Task to complete –
Copy out all of the entries below, swapping "even-odd" for "nonzero" wherever it occurs and leaving everything else unchanged. Omit the pictures from your copy.

Raw records –
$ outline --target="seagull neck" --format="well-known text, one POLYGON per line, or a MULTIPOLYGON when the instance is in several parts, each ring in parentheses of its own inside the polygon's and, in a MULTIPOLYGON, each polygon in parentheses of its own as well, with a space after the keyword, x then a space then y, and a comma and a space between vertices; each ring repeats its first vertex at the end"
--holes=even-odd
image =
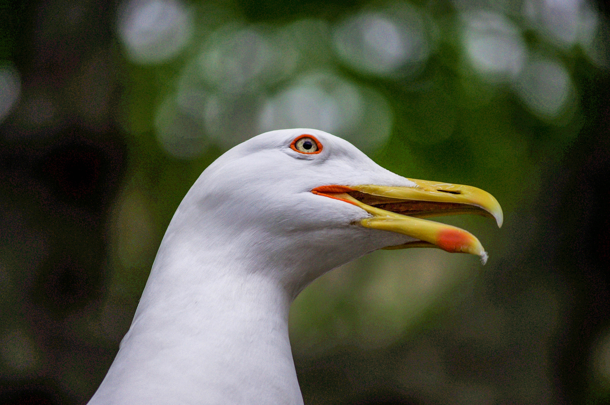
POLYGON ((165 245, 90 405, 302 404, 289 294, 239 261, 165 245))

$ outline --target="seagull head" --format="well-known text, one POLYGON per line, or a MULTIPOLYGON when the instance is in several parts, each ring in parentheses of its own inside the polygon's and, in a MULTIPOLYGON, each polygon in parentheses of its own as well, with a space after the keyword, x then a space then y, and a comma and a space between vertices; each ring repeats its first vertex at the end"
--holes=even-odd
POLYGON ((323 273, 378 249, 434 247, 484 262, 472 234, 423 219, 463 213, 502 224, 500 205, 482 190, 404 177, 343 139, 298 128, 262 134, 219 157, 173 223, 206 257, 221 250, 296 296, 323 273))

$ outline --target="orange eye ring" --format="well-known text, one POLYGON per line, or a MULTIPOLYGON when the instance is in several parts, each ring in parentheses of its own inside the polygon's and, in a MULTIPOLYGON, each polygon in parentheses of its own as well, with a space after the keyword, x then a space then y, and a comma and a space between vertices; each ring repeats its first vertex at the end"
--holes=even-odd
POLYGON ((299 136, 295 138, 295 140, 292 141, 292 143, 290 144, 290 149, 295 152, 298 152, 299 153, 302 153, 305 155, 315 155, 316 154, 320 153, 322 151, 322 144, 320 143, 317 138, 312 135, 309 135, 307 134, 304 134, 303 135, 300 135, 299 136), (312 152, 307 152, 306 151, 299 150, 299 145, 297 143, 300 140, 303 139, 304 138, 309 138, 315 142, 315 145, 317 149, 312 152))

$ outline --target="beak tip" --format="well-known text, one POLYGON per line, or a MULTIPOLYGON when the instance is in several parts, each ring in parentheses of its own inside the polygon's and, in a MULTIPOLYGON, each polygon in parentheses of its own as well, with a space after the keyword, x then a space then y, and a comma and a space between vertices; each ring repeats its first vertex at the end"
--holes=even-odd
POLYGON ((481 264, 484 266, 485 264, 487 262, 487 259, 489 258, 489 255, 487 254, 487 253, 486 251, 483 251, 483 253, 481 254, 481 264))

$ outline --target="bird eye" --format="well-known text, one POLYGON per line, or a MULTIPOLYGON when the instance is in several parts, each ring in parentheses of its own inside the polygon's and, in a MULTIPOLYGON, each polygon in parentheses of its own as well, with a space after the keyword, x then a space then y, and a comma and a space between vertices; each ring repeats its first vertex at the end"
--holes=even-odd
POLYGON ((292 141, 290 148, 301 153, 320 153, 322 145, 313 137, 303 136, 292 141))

Result below –
$ outline --target="seagull neck" --format="well-known text, one POLYGON per line, or a MULTIPOLYGON when the instance is in several parts, each ring in parentheses of its own inside the polygon's and, in a MULTIPOLYGON, each polygon in parentheses of its own as well, with a space after the keyword, x then a space then y, and a comma and a space between vertices; each ring repeats its first vertex at the end"
--holes=nonzero
image =
POLYGON ((165 245, 90 405, 302 404, 289 294, 239 261, 165 245))

$ outline --target="seagull head" --format="well-known text, one POLYGON per line, or a MULTIPOLYGON when the instance is in several parts, each ring in parentheses of its own inside the polygon's and, in a MULTIPOLYGON, each polygon in parentheses of its own as well, with a space after the keyword, x then a space then y, and a comma and a space between vertices; each ring repeats its first vertex at the end"
--holes=nonzero
POLYGON ((323 273, 378 249, 434 247, 484 262, 472 234, 423 219, 463 213, 502 224, 500 205, 482 190, 404 177, 343 139, 298 128, 262 134, 219 157, 173 223, 206 257, 221 250, 296 296, 323 273))

$ outline --target="orange eye ring" --format="well-known text, one POLYGON per line, or a MULTIPOLYGON when the instance is in several parts, each ring in parentheses of its own inside the polygon's and, in a MULTIPOLYGON, each polygon in parentheses of its own as well, with a space after the keyword, x then a space then y, and a comma and a space between vertices; each ring repeats its first vertex at the end"
--holes=nonzero
POLYGON ((299 136, 295 138, 295 140, 292 141, 292 143, 290 144, 290 149, 295 152, 298 152, 299 153, 302 153, 305 155, 315 155, 316 154, 320 153, 322 151, 322 144, 320 143, 317 138, 312 135, 309 135, 307 134, 304 134, 303 135, 300 135, 299 136), (312 152, 307 152, 306 151, 299 150, 299 145, 297 143, 300 140, 303 139, 304 138, 309 138, 315 142, 315 145, 317 149, 312 152))

$ outline --target="beak tip" --format="well-known text, one POLYGON per line, or a MULTIPOLYGON when the instance is in several parts, each ring in parentheses of its own inside the polygon's and, in a MULTIPOLYGON, each polygon in parentheses of its own as well, with a space after the keyword, x then a space then y, and a comma and a space between vertices; each ring repeats its first vertex at the end"
--holes=nonzero
POLYGON ((481 264, 484 266, 485 264, 487 262, 487 259, 489 258, 489 255, 487 254, 487 253, 486 251, 483 251, 483 253, 481 254, 481 264))

$ outline --target="bird eye" --format="well-known text, one POLYGON per line, or a MULTIPOLYGON when the instance is in several parts, each ring in parentheses of its own inside the polygon's and, in a MULTIPOLYGON, each polygon in parentheses of its own as well, with a space after the keyword, x then a space then y, and a comma and a space between vertices; each ring repeats its first vertex at the end"
--holes=nonzero
POLYGON ((292 141, 290 148, 301 153, 320 153, 322 145, 313 137, 303 136, 292 141))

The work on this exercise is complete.